*CHALLENGE*.
Please present every line of the items below as a numbered list, leaving out any blank lines.

*Dataset excerpt*.

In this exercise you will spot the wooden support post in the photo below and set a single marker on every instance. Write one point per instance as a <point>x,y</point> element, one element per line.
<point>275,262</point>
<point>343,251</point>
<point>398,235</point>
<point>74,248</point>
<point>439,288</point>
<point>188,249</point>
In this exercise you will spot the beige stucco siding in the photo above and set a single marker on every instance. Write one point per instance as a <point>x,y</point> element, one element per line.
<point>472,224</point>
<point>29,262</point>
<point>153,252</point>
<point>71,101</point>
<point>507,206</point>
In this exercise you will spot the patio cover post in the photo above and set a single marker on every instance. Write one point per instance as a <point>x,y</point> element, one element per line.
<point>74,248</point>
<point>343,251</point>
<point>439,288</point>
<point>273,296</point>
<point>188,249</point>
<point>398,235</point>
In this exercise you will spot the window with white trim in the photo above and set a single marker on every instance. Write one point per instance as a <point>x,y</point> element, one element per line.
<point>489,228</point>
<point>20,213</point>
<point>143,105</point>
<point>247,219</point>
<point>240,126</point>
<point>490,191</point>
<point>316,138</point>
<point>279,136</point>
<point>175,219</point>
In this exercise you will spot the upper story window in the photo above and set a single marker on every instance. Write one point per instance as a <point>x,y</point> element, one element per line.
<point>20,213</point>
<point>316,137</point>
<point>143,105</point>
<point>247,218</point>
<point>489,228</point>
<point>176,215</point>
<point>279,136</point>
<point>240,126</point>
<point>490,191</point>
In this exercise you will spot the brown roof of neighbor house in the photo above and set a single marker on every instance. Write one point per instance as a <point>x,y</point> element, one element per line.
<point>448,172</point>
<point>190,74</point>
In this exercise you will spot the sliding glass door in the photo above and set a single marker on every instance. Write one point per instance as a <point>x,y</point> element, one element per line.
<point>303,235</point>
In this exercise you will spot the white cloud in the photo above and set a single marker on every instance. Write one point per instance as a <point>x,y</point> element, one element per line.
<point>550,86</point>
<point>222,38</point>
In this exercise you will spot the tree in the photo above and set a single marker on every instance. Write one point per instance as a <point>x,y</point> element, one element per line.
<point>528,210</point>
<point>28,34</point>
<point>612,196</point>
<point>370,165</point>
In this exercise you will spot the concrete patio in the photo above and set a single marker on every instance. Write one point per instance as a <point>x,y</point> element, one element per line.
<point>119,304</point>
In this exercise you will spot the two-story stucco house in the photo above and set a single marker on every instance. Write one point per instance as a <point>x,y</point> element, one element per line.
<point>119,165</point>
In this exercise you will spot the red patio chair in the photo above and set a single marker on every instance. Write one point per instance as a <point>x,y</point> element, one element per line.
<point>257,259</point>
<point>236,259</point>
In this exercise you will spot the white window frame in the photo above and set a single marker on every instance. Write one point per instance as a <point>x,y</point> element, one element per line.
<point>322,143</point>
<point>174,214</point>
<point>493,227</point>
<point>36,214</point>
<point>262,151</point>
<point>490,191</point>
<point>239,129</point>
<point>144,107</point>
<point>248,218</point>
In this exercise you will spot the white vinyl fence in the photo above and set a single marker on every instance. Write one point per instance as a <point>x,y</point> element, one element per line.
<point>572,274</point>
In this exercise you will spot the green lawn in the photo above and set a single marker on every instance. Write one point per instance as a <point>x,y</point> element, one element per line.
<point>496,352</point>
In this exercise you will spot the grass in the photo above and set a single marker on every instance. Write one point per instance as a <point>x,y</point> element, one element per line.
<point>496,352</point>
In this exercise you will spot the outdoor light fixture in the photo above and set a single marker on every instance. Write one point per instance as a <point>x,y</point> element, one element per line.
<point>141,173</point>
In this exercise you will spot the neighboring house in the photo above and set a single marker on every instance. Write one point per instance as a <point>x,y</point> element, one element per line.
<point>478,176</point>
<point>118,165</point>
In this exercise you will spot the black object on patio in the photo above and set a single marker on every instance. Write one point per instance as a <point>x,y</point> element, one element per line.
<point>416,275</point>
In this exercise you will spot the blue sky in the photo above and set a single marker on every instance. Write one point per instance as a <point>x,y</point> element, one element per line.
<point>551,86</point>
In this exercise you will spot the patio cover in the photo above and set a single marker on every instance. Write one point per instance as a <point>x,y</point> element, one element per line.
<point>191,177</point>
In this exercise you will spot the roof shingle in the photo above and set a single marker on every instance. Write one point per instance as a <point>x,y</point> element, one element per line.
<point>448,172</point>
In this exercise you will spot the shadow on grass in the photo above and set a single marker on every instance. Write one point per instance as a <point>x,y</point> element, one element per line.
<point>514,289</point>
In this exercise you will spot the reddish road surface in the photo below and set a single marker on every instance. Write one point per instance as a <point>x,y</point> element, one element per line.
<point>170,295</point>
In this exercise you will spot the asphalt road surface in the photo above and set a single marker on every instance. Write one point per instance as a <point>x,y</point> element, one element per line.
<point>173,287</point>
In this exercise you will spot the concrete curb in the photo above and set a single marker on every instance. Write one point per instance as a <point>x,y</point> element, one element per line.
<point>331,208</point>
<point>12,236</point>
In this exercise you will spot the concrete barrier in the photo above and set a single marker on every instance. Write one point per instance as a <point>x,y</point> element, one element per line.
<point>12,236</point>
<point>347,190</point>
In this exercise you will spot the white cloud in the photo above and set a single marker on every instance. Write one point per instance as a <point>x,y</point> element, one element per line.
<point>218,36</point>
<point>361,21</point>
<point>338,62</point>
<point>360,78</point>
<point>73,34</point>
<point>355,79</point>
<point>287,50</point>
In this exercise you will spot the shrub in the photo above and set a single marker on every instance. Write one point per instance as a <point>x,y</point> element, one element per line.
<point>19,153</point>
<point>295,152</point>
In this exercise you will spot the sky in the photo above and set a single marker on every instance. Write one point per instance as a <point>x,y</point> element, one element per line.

*TASK RESPONSE*.
1. In this exercise you will spot the wooden support post in the photo below and set a single marker on every instance. Write one point per instance as a <point>x,y</point> element, one element per line.
2. <point>275,262</point>
3. <point>343,251</point>
4. <point>398,235</point>
5. <point>74,248</point>
6. <point>439,288</point>
7. <point>188,249</point>
8. In this exercise you will spot the beige stucco siding in the photo above and set a single marker on every instance. Write one point per instance as a <point>x,y</point> element, one element per line.
9. <point>472,224</point>
10. <point>29,262</point>
11. <point>153,252</point>
12. <point>71,101</point>
13. <point>507,206</point>
14. In this exercise you will spot the patio cover post in the photo above and set a single marker on every instance. Write one point per instance as a <point>x,y</point> element, one element per line.
15. <point>74,248</point>
16. <point>343,251</point>
17. <point>439,288</point>
18. <point>273,296</point>
19. <point>188,249</point>
20. <point>398,235</point>
21. In this exercise you will spot the window with white trim in the photo above and set a single marker on every instance. Write one point per instance as a <point>x,y</point> element, one element per line.
22. <point>489,228</point>
23. <point>20,213</point>
24. <point>143,105</point>
25. <point>247,219</point>
26. <point>240,126</point>
27. <point>490,191</point>
28. <point>316,138</point>
29. <point>279,136</point>
30. <point>175,219</point>
31. In this exercise you will spot the upper story window in the photo above and set a single marker on every instance. Write one point per instance as a <point>x,y</point> element, one element per line.
32. <point>20,213</point>
33. <point>316,137</point>
34. <point>143,105</point>
35. <point>247,218</point>
36. <point>489,228</point>
37. <point>176,215</point>
38. <point>279,136</point>
39. <point>240,126</point>
40. <point>490,191</point>
41. In this exercise you will spot the brown roof of neighbor house in the photo above and set a single marker on every instance. Write one point per instance as a <point>x,y</point> element, one element per line.
42. <point>448,172</point>
43. <point>190,74</point>
44. In this exercise you will spot the sliding glass door in the photo above and set a single marker on every instance. Write one point per instance as a <point>x,y</point> element, one element per line.
45. <point>303,235</point>
46. In this exercise you will spot the white cloud in the photo above and set a single marker on every instance. Write one point per instance as a <point>x,y</point> element, one element per line.
47. <point>550,86</point>
48. <point>222,38</point>
49. In this exercise you will spot the tree in the photo above and set a single marker on every instance. Write one point per instance as a <point>x,y</point> element, one element per line.
50. <point>528,210</point>
51. <point>28,34</point>
52. <point>612,196</point>
53. <point>370,165</point>
54. In this exercise you will spot the concrete patio in the photo above and set a single marker on every instance. Write one point per instance as a <point>x,y</point> element, one element per line.
55. <point>119,304</point>
56. In this exercise you will spot the two-story stucco house in the photo above and set a single marker on every instance. Write one point per instance as a <point>x,y</point> element, one element per line.
57. <point>119,165</point>
58. In this exercise you will spot the red patio chair in the photo above and set a single marker on every instance. Write one point per instance as a <point>x,y</point> element, one element per line.
59. <point>257,259</point>
60. <point>236,259</point>
61. In this exercise you will spot the white window frame in the photo above and set a single marker on every instance. Write one point per instance as a <point>x,y</point> element, one element per line.
62. <point>322,143</point>
63. <point>174,214</point>
64. <point>493,227</point>
65. <point>36,214</point>
66. <point>262,151</point>
67. <point>490,191</point>
68. <point>239,129</point>
69. <point>144,107</point>
70. <point>248,218</point>
71. In this exercise you will spot the white vinyl fence in the photo above and set a single marker on every instance. Write one point per instance as a <point>x,y</point> element, one element per line.
72. <point>572,274</point>
73. In this exercise you will spot the green lawn in the photo above and set a single marker on every instance. Write one point per instance as a <point>x,y</point> element, one element per line.
74. <point>496,352</point>
75. In this exercise you will spot the grass in the photo above and set a single marker on every instance. Write one point per instance as a <point>x,y</point> element, one element per line.
76. <point>496,352</point>
77. In this exercise you will spot the outdoor light fixture in the photo above and set a single marker on every instance. Write one point per instance as a <point>x,y</point> element, one element per line.
78. <point>141,173</point>
79. In this exercise you will spot the neighboring house in the photo above and set a single marker on every instance. Write one point per instance as a <point>x,y</point> element, one element per line.
80. <point>478,176</point>
81. <point>118,165</point>
82. In this exercise you will spot the black object on patio in the photo above and set a single marker on every instance. Write one point per instance as a <point>x,y</point> element, one element per line.
83. <point>416,275</point>
84. In this exercise you will spot the blue sky in the photo above and set a single marker on every instance. Write one point per instance as a <point>x,y</point> element, one element per line.
85. <point>551,86</point>
86. In this exercise you will spot the patio cover in the photo above and set a single marker on every instance. Write one point per instance as a <point>x,y</point> element, one element per line.
87. <point>191,177</point>
88. In this exercise you will spot the roof shingle in the photo above and set a single marker on every instance. Write one point per instance as a <point>x,y</point> element, one element per line.
89. <point>448,172</point>
90. In this exercise you will spot the shadow on grass in the photo above and set a single marker on every instance. Write one point per instance as a <point>x,y</point> element, one element per line.
91. <point>514,289</point>
92. In this exercise you will spot the reddish road surface in the photo below and set a single marker on every instance. Write one point per instance as a <point>x,y</point> element, one element per line.
93. <point>170,295</point>
94. In this exercise you will spot the asphalt road surface in the photo above and set a single marker on every instance. Write one point per instance as a <point>x,y</point> element, one element per line.
95. <point>173,287</point>
96. In this exercise you will spot the concrete curb in the photo above and set a single marker on every instance. Write one point per instance as a <point>x,y</point> element, one element per line.
97. <point>331,208</point>
98. <point>12,236</point>
99. In this exercise you will spot the concrete barrier in the photo above and set a single marker on every instance. Write one point per instance as a <point>x,y</point> element, one element per line.
100. <point>12,236</point>
101. <point>347,190</point>
102. In this exercise you will spot the white cloud in the photo above and set a single marker on every instance. Write one point per instance as a <point>x,y</point> element, one element per line.
103. <point>218,36</point>
104. <point>361,21</point>
105. <point>338,62</point>
106. <point>360,78</point>
107. <point>73,34</point>
108. <point>355,79</point>
109. <point>287,50</point>
110. In this exercise you will spot the shrub in the photo above and set a single marker on every instance. Write one point per instance as a <point>x,y</point> element, one element per line.
111. <point>19,153</point>
112. <point>295,152</point>
113. In this exercise you will spot the sky in the photo above and set a single marker on every instance. Write one point per instance as a <point>x,y</point> element, one element per line.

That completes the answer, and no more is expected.